- **WHAT THE TASK ASKS**
Print out every entry, keeping each line identical to the original.

----------

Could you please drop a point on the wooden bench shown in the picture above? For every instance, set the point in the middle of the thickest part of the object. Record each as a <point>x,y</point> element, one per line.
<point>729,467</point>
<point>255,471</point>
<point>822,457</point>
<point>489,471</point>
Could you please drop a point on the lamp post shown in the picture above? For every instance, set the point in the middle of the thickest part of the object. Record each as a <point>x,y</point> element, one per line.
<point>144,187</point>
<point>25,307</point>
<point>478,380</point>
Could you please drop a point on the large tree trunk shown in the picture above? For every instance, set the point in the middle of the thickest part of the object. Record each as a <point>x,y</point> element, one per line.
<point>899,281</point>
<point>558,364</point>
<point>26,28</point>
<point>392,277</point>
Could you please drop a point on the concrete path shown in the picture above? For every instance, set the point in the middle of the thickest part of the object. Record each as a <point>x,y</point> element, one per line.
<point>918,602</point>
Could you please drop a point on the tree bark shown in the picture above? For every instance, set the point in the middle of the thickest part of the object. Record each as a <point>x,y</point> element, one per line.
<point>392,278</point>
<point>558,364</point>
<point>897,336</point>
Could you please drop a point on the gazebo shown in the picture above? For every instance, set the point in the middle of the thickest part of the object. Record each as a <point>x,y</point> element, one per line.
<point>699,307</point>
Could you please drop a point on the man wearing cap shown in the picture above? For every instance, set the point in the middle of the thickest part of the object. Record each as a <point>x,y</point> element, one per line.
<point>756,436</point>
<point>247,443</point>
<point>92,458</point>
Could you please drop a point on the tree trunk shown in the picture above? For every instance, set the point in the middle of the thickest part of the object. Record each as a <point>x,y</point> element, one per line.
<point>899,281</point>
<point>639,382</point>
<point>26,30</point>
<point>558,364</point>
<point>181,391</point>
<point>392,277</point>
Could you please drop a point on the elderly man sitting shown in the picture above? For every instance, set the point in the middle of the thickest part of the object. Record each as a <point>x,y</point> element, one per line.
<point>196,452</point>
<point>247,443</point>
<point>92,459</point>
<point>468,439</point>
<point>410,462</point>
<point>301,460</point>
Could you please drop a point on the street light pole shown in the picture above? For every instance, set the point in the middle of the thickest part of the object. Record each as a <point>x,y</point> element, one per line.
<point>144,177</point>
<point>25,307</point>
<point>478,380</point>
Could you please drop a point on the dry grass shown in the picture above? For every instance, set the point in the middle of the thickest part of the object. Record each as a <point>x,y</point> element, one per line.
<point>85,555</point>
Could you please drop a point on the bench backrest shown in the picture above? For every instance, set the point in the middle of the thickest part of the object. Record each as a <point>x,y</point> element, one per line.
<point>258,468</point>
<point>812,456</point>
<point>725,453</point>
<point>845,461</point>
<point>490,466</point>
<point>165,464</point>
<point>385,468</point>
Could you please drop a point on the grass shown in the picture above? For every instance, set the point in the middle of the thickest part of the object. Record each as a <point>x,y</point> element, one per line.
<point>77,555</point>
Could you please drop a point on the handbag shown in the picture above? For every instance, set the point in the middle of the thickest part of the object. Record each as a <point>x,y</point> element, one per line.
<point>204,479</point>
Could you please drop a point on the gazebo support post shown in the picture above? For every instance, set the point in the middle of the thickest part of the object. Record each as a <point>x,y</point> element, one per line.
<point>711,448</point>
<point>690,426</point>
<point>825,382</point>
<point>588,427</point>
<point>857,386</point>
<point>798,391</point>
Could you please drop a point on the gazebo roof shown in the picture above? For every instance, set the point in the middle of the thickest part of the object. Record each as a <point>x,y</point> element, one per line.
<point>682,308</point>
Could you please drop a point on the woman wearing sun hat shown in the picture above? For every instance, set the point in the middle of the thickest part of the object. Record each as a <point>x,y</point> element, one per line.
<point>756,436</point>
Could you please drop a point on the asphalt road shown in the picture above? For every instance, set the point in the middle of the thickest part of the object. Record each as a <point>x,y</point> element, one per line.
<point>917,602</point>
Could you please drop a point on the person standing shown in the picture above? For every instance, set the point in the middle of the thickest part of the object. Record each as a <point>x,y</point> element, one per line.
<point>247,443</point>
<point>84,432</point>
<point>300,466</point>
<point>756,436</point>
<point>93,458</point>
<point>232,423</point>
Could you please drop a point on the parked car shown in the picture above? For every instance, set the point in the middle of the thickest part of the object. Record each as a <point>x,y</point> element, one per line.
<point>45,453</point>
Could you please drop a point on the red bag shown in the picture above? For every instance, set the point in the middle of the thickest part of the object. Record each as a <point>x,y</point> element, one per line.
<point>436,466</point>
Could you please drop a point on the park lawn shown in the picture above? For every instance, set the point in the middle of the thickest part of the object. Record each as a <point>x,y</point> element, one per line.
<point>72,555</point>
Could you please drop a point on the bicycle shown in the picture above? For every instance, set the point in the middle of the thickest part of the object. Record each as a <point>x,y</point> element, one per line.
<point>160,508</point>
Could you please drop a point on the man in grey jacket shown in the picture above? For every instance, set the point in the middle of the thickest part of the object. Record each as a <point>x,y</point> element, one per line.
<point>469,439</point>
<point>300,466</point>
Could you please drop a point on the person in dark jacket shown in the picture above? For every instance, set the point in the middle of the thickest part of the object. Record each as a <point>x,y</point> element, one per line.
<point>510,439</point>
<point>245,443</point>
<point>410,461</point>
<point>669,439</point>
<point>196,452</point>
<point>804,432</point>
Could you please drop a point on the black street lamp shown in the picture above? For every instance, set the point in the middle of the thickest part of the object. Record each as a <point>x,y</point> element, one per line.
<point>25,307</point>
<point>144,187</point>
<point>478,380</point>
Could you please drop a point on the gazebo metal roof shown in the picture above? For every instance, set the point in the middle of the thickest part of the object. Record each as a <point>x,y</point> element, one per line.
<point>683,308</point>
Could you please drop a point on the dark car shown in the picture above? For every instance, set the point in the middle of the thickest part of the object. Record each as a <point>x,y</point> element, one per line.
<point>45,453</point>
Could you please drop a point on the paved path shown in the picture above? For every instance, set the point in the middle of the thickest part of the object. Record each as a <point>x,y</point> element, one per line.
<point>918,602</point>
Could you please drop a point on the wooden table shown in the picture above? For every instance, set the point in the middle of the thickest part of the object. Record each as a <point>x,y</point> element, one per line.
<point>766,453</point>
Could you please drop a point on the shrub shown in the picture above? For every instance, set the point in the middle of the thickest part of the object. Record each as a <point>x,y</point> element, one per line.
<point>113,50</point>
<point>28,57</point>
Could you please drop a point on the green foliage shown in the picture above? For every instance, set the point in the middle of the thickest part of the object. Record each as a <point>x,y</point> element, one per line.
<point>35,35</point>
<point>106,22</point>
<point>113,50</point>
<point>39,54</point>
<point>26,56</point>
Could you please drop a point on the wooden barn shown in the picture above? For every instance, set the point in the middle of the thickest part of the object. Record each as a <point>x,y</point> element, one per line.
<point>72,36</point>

----------

- **ANSWER SECTION**
Could you please drop a point on the wooden bench shown in the picture above? For every instance, set the point in the middle of the thickest part of the object. Record each as a <point>x,y</point> element, one per line.
<point>729,467</point>
<point>255,471</point>
<point>822,457</point>
<point>489,471</point>
Could you please drop a point on the lamp post shown in the picture above? For every instance, set the point in the middle of the thickest part of the object. Record each as a <point>x,y</point> element, one per line.
<point>144,187</point>
<point>25,307</point>
<point>478,380</point>
Could you please drop a point on the large tree trunk shown in the picture above? For every instance, set the point in the middle of the thickest part of the object. Record each as a <point>x,y</point> element, one per line.
<point>899,281</point>
<point>558,364</point>
<point>26,28</point>
<point>392,277</point>
Could you please drop a point on the concrete path shown in the picture above? For every instance, set the point in the middle of the thickest part of the object. Record each as a <point>x,y</point> element, one per line.
<point>918,602</point>
Could you please drop a point on the tree bark shown in the picture above? For every instance, set the point in the middle of the thickest part of the object. Record each as a <point>x,y</point> element, one per line.
<point>392,278</point>
<point>558,364</point>
<point>897,336</point>
Could you please drop a point on the gazebo shown in the picture above? For every instance, set the point in the middle of the thickest part of the object. Record each as a <point>x,y</point> element, one per line.
<point>699,307</point>
Could you please drop a point on the man wearing cap shown in the picture above? For every instance, set the point in the middle of the thickest part of the object. Record each as a <point>x,y</point> element, one per line.
<point>756,436</point>
<point>247,443</point>
<point>92,458</point>
Could you please drop a point on the tree trunk shown in the picture above? For every instance, set the point in the middle of the thickest part of the object. Record each as a <point>x,y</point> element, one per line.
<point>899,281</point>
<point>639,382</point>
<point>26,30</point>
<point>558,364</point>
<point>181,391</point>
<point>392,277</point>
Could you please drop a point on the elderly man sitting shown in the picture above? For every instance, set the point in the middle of the thickest part of the object. Record each as a <point>x,y</point> element, one per line.
<point>196,452</point>
<point>247,443</point>
<point>92,459</point>
<point>468,439</point>
<point>410,462</point>
<point>301,460</point>
Could you please drop a point on the street light pole shown in the picture above? For every instance, set the point in the middle of the thickest part of the object. Record each as a <point>x,y</point> element, one per line.
<point>144,177</point>
<point>25,307</point>
<point>478,380</point>
Could you please drop a point on the dry grass shown in the picture above? For every instance, set the point in the middle of the thickest part of the object. Record each as a <point>x,y</point> element, one per line.
<point>85,555</point>
Could you please drop a point on the bench backrest shown in the picture above? For every instance, set the point in the middle of the thickest part of the object. Record each as a <point>x,y</point> element, one per line.
<point>258,468</point>
<point>812,456</point>
<point>725,453</point>
<point>845,461</point>
<point>490,466</point>
<point>165,464</point>
<point>385,468</point>
Could you please drop a point on the grass shown in the picture above? For every instance, set the point in the middle of the thickest part of the object. Record each as a <point>x,y</point> element, one per line.
<point>77,555</point>
Could you please drop a point on the handbag shown in the picture above? For every instance, set the point in the middle of the thickest part of the object. Record each as a <point>x,y</point> element, one per line.
<point>204,479</point>
Could you please drop a point on the gazebo support post shown in the picture above? For every instance, set the point in the middle of the thickest part of the object. Record each as a <point>x,y</point> element, one per line.
<point>711,448</point>
<point>690,426</point>
<point>825,382</point>
<point>588,427</point>
<point>857,386</point>
<point>798,391</point>
Could you please drop a point on the gazebo roof shown in the picture above? For every instance, set the point in the middle of the thickest part of the object. Record each as a <point>x,y</point> element, one per line.
<point>682,308</point>
Could you please drop a point on the woman wearing sun hat shown in the picture above? For every instance, set the point in the middle of the thickest part of the object. Record each as a <point>x,y</point> element, one per line.
<point>756,436</point>
Could you please drop a point on the asphalt road shown in the picture above? For every instance, set the point in the middle of the thickest part of the object. Record each as a <point>x,y</point> element, one per line.
<point>917,602</point>
Could you please drop a point on the person standing shown in the picture above? For every instance, set the point in the middle of the thickest part of the object. Record each as a <point>x,y</point> element, one per line.
<point>247,443</point>
<point>84,432</point>
<point>300,466</point>
<point>756,436</point>
<point>93,458</point>
<point>232,423</point>
Could you please drop a point on the parked car shown in the picture above? For every instance, set the point in the middle of the thickest part of the object. Record each as a <point>x,y</point> element, one per line.
<point>45,453</point>
Could you please drop a point on the red bag shown in the picture above? For every instance, set the point in the middle of the thickest part of the object. Record each as a <point>x,y</point> element, one per line.
<point>436,466</point>
Could you please drop a point on the park lawn shown in the picture above? For every instance, set the point in the middle of the thickest part of the object. Record each as a <point>x,y</point> element, one per line.
<point>72,555</point>
Could you please drop a point on the bicycle shown in the picture above? For every instance, set the point in the middle of the thickest part of the object. Record each as a <point>x,y</point> element, one per line.
<point>160,508</point>
Could you please drop a point on the man in grey jacket shown in the picture above? For every instance, set the point in the middle of the thickest part of the object. Record each as a <point>x,y</point> element, one per line.
<point>469,439</point>
<point>300,466</point>
Could you please drop a point on the person in dark jacket shown in the picture above? For every instance, set the point in the middle of the thickest part of the object. Record each as a <point>x,y</point> element, one per line.
<point>510,439</point>
<point>245,443</point>
<point>410,461</point>
<point>669,439</point>
<point>196,452</point>
<point>804,432</point>
Could you please drop a point on the black street lamp shown in the picture above? For every instance, set the point in the middle of the thickest part of the object. Record each as a <point>x,y</point> element, one per line.
<point>25,307</point>
<point>144,187</point>
<point>478,380</point>
Could you please drop a point on the gazebo metal roof shown in the picture above? For every instance, set the point in the middle of the thickest part of the object. Record each as a <point>x,y</point> element, one per line.
<point>683,308</point>
Could you please drop a point on the dark car shown in the picture above? For every instance, set the point in the middle of the thickest part of the object. Record each as a <point>x,y</point> element, one per line.
<point>45,453</point>
Could you please drop a point on the paved path shown in the picture above? For every instance, set the point in the middle of the thickest part of the object. Record each as a <point>x,y</point> element, one per line.
<point>918,602</point>
Could you please drop a point on the wooden table shown in the picture above? For every instance, set the point in the middle of the thickest part of the object. Record each as a <point>x,y</point> element, one per line.
<point>766,453</point>
Could you please drop a point on the shrub shown in the picture above? For every instance, set the point in the middle of the thickest part of the object. Record each as a <point>x,y</point> element, one per line.
<point>113,50</point>
<point>28,57</point>
Could you please drop a point on the green foliage shown in the picture above? For every instance, set the point in the middle of the thickest part of the object. Record each as a <point>x,y</point> element, one per line.
<point>35,35</point>
<point>106,22</point>
<point>113,50</point>
<point>39,54</point>
<point>26,56</point>
Could you please drop a point on the wooden barn shown in the picture above? For every instance, set the point in the middle of the thickest part of the object. Record each as a <point>x,y</point> element, one per line.
<point>72,36</point>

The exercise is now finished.